> AIM: Copy each of the lines below word for word.

> SUPPLIED MATERIAL:
------------------------------------------------

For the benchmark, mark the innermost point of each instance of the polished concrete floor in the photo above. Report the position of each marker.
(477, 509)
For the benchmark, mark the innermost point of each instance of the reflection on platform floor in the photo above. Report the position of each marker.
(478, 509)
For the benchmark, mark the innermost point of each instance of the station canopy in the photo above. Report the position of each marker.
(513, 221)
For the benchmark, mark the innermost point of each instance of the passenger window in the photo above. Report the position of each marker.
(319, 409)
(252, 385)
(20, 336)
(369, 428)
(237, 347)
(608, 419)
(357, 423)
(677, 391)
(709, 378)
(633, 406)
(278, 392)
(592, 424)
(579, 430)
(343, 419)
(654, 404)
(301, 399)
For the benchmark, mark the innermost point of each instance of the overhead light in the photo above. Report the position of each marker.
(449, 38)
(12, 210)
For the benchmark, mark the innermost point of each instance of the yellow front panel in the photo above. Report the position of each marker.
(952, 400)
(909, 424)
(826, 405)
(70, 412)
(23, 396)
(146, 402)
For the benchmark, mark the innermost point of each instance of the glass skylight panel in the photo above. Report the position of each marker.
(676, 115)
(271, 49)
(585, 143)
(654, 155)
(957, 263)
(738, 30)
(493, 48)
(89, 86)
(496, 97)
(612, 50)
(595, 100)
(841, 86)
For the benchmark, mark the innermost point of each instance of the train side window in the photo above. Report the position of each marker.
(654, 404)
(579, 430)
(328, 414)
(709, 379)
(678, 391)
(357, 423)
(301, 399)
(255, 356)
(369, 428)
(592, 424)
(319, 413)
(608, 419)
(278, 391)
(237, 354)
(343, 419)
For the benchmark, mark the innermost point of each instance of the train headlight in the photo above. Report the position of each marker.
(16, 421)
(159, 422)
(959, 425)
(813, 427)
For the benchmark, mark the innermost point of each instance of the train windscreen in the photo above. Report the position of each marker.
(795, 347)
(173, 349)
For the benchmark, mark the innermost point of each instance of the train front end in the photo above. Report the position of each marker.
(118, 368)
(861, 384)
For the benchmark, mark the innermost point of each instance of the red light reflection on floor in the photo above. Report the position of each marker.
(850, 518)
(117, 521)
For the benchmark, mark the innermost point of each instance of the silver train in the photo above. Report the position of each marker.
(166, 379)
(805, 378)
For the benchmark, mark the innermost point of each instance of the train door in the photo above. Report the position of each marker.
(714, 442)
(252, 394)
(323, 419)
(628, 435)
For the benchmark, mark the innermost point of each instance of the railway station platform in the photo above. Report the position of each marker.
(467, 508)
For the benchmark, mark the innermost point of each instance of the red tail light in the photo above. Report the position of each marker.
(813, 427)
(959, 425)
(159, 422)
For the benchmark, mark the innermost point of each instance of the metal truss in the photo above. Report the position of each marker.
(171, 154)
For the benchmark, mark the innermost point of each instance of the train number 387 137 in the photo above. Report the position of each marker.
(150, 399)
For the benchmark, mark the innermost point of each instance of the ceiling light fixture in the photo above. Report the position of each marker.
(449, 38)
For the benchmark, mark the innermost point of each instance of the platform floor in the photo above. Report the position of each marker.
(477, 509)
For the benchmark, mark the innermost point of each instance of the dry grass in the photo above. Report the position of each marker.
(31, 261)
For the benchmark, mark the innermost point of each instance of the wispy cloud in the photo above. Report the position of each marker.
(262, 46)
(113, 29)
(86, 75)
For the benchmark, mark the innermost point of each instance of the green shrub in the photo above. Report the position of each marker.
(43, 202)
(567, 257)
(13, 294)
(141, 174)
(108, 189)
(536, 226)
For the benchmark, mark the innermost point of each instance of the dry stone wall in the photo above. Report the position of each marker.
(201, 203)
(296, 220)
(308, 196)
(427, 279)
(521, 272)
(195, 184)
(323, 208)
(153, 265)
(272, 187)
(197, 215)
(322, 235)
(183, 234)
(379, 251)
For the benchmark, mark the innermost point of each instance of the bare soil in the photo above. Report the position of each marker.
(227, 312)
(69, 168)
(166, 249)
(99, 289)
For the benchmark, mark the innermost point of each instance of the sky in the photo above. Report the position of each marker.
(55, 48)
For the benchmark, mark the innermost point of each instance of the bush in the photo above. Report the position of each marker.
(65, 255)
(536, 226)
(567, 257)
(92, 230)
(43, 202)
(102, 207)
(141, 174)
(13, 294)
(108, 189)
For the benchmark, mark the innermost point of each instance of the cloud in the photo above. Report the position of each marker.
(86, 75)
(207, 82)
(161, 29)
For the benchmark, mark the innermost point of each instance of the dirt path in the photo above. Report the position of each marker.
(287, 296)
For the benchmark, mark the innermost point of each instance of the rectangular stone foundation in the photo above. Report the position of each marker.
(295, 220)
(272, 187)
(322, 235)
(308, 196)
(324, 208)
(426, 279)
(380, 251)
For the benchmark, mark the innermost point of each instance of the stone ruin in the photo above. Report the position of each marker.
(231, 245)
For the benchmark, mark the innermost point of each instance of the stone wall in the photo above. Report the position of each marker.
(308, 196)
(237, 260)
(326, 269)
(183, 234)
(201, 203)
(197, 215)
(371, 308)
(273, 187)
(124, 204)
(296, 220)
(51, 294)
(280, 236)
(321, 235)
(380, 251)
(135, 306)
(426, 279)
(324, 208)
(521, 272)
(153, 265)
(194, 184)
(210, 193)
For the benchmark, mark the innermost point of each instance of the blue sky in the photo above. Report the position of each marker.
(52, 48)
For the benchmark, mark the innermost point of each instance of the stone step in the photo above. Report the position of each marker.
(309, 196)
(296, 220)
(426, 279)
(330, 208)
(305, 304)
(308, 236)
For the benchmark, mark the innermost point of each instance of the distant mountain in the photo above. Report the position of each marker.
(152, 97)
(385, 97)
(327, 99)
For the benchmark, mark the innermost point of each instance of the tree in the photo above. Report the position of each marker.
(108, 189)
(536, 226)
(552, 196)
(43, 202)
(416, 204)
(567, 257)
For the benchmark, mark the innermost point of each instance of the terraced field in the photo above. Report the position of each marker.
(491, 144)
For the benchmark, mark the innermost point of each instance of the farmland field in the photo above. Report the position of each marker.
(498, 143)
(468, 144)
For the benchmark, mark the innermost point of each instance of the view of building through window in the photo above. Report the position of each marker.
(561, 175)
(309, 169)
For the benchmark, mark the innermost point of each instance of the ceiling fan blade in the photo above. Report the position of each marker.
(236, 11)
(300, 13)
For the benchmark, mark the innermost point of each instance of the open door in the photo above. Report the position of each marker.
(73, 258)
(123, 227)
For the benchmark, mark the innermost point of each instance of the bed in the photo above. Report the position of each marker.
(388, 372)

------------------------------------------------

> RESULT FOR THIS TASK:
For the benchmark, mark the innermost point of each instance of the polished concrete floor in the photo above. Report the position of each marker.
(477, 509)
For the benchmark, mark the innermost point of each instance of the reflection on platform floor in the photo above. Report the position of each marker.
(478, 509)
For the benchmark, mark the innermost point of each instance of the station canopy in the photo above. Report the position of each marker.
(513, 221)
For the benchmark, mark the innermost point of each instance of the passenger window in the photo above. Report the position of each marker.
(319, 409)
(252, 385)
(20, 336)
(369, 428)
(237, 347)
(608, 419)
(357, 423)
(677, 391)
(709, 378)
(633, 406)
(278, 392)
(592, 424)
(579, 430)
(343, 419)
(654, 404)
(301, 399)
For the benchmark, mark the innermost point of each instance of the overhead light in the photo above. Report the position of each marker.
(449, 38)
(12, 210)
For the benchmark, mark the innermost point of each instance of the yellow front panel in the photo above. Report the position of each marker.
(952, 400)
(909, 424)
(826, 405)
(70, 412)
(23, 396)
(146, 402)
For the benchmark, mark the innermost point of each instance of the glass skylight panel in the photo above. Report the position of each marker.
(676, 115)
(271, 49)
(585, 143)
(654, 155)
(957, 263)
(738, 30)
(493, 48)
(89, 86)
(496, 97)
(612, 50)
(595, 100)
(841, 86)
For the benchmark, mark the innermost point of each instance of the train side window in the photo above. Report the position of each marker.
(654, 404)
(579, 430)
(328, 414)
(709, 379)
(678, 391)
(357, 423)
(301, 399)
(255, 356)
(369, 428)
(592, 424)
(319, 413)
(608, 419)
(278, 391)
(237, 354)
(343, 419)
For the benchmark, mark the innermost point of each instance of the train headlight in the photo above. Report the position of each marker.
(16, 421)
(159, 422)
(959, 425)
(813, 427)
For the benchmark, mark the innermost point of each instance of the train windscreen in the photo above. Report the position of each marker.
(795, 347)
(173, 349)
For the benchmark, mark the innermost point of each instance of the train front end in the photo above. Report the position of each marker.
(118, 368)
(861, 384)
For the benchmark, mark the innermost point of each instance of the red light reflection on floor in the photo above. Report the position of each marker.
(850, 518)
(117, 521)
For the benchmark, mark the innermost point of each instance of the silver train in the photo above. Report the position of each marker.
(166, 379)
(805, 378)
For the benchmark, mark the innermost point of each instance of the train door in the photo above. Report the position of each marker.
(714, 442)
(252, 394)
(323, 419)
(628, 435)
For the benchmark, mark the innermost point of each instance of the railway station platform in the photo above. Report the position of each marker.
(467, 508)
For the benchmark, mark the innermost point of each instance of the red tail light in the photo above. Report the position of each marker.
(813, 427)
(959, 425)
(159, 422)
For the benchmark, mark the innermost point of each instance of the metal truss in the photo above. Report the position of each marker.
(171, 154)
For the benchmark, mark the innermost point of each instance of the train number 387 137 in the photo above. Report the position of each marker.
(150, 399)
For the benchmark, mark the innermost point of each instance of the ceiling light fixture in the photo above. Report the position of each marker.
(449, 38)
For the benchmark, mark the innermost point of each instance of the platform floor in the photo above. Report the position of each marker.
(477, 509)
For the benchmark, mark the innermost point of each instance of the dry grass in the photo above. Report the position of each marker.
(31, 261)
For the benchmark, mark the innermost point of each instance of the wispy cloud in the photo above. Report the position of each marker.
(262, 46)
(113, 29)
(86, 75)
For the benchmark, mark the innermost point of each instance of the green shrub in the photo above. Report the position of each marker.
(43, 202)
(567, 257)
(13, 294)
(141, 174)
(108, 189)
(536, 226)
For the benchmark, mark the innermost point of each instance of the dry stone wall in the photo above. Report the position of each marker.
(201, 203)
(296, 220)
(308, 196)
(427, 279)
(521, 272)
(195, 184)
(323, 208)
(153, 265)
(272, 187)
(197, 215)
(322, 235)
(183, 234)
(379, 251)
For the benchmark, mark the innermost point of each instance of the bare soil in the photo above. Report the position of each marker.
(227, 312)
(69, 168)
(166, 249)
(99, 289)
For the benchmark, mark the innermost point of each instance of the sky in the photo above. Report the position of each marker.
(55, 48)
For the benchmark, mark the innermost point of each instance of the bush in the photo above. Report the position of each marker.
(65, 255)
(536, 226)
(567, 257)
(92, 230)
(43, 202)
(102, 207)
(141, 174)
(13, 294)
(108, 189)
For the benchmark, mark the innermost point of each instance of the cloud in the photo above. Report the position of each marker.
(86, 75)
(207, 82)
(161, 29)
For the benchmark, mark the innermost point of each instance of the dirt path in the photo above. Report the position of each marker.
(287, 296)
For the benchmark, mark the innermost point of each instance of the rectangular stone foundation in the photo above. Report the position of each marker.
(295, 220)
(272, 187)
(322, 235)
(308, 196)
(324, 208)
(426, 279)
(380, 251)
For the benchmark, mark the innermost point of each instance of the stone ruin in the photo above. Report the position of each marker.
(231, 245)
For the benchmark, mark the innermost point of each instance of the stone wall in the photo above. Report the position of each marker.
(308, 196)
(237, 260)
(326, 269)
(183, 234)
(201, 203)
(197, 215)
(371, 308)
(273, 187)
(124, 204)
(296, 220)
(51, 294)
(280, 236)
(321, 235)
(380, 251)
(135, 306)
(426, 279)
(324, 208)
(521, 272)
(153, 265)
(194, 184)
(210, 193)
For the benchmark, mark the innermost point of each instance of the blue sky in the photo above. Report the position of each marker.
(52, 48)
For the benchmark, mark the innermost point of each instance of the stone step in the photo above. Report the position of each marker.
(309, 196)
(296, 220)
(426, 279)
(330, 208)
(305, 304)
(308, 236)
For the benchmark, mark the innermost point of each instance of the distant mountain in the photo above. Report the position of each marker.
(152, 97)
(385, 97)
(327, 99)
For the benchmark, mark the innermost point of each instance of the tree in the photo above. Report the position of each marker.
(108, 189)
(536, 226)
(552, 196)
(43, 202)
(416, 204)
(567, 257)
For the benchmark, mark the innermost point of each instance of the terraced field in the photo above. Report the position of each marker.
(491, 144)
For the benchmark, mark the innermost point of each instance of the farmland field in the photo above. Report the position of each marker.
(498, 143)
(468, 144)
For the benchmark, mark the innermost point of each instance of the view of building through window in the photo above. Report the position of each marker.
(561, 175)
(309, 169)
For the benchmark, mark the innermost point of each instance of the ceiling fan blade in the photo above. Report the position of each marker.
(236, 11)
(300, 13)
For the benchmark, mark the innermost point of each instance of the open door in the photo above. Report the position of each marker.
(73, 258)
(123, 227)
For the benchmark, mark the innermost point of each instance of the bed in the photo above. Report the position of each marker.
(388, 372)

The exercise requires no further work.